**EXTRACTED DATA:**
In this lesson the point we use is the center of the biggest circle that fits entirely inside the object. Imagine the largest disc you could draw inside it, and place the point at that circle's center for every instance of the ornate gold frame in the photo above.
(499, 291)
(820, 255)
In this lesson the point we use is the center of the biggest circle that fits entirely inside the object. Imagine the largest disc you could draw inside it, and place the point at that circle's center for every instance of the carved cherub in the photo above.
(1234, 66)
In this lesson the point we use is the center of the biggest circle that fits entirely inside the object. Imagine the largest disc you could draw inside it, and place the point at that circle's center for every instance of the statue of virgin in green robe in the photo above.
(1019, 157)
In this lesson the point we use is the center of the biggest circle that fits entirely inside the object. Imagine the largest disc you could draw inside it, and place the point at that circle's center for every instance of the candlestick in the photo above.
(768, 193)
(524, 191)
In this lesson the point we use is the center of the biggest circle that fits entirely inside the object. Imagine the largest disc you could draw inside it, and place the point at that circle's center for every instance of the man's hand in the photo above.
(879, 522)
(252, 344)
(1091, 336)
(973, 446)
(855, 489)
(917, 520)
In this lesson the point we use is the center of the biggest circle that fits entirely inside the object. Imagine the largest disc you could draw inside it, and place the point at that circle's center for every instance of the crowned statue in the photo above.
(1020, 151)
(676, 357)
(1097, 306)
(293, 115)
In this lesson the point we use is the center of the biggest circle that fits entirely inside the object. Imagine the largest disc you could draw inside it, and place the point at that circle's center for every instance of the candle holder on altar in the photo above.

**SHORT EXERCISE:**
Format all of the lines above as a numbered list, omitting any blank lines.

**ANSWER TO THE TASK:**
1. In this lesson the point we use is the center of the biggest circle that fits entirely inside the object. Imagine the largest disc you could draw inside it, and place the point at that circle's center for every instance of the ornate gold frame in the photo above.
2. (499, 291)
3. (820, 255)
4. In this lesson the point we use is the center of the biggest circle that fits entirely inside the object. Imagine the largest disc you could draw inside it, and place the point at that circle's center for every instance of the carved cherub in the photo above.
5. (1234, 66)
6. In this lesson the point we use is the center of the biggest circle that fits entirely inside the object. Imagine the largest disc you could draw inside it, and place the point at that circle's center for every instance of the statue of virgin in green robe in the photo above.
7. (1019, 157)
8. In this lesson the point we use is the center of the biggest circle that fits entirely inside the object. Imagine the largest disc you could draw inside it, and place the point at that circle's center for every instance of the candlestick in the photo above.
9. (768, 193)
10. (524, 191)
11. In this lesson the point we use is the center of the biggest circle that fits entirely inside the object. Imagine the largest disc you could draw inside it, and place the point at that circle's center for every instance of the man's hand in the photo above.
12. (879, 522)
13. (252, 344)
14. (1091, 336)
15. (973, 446)
16. (855, 489)
17. (917, 520)
18. In this lesson the point we use is the center of the biggest circle that fits entirely inside the object. Imagine the largest disc you could draw inside it, and place the point at that circle's center for every instance of the crowned statue in the photo above.
19. (1020, 151)
20. (676, 357)
21. (1097, 306)
22. (293, 115)
23. In this lesson the point we use is the center of the biggest circle that fits entirely inside the object. Imagine the largest disc you could draw inside it, and place the point at that circle's center for every instance of the candle holder on altar in the photo above.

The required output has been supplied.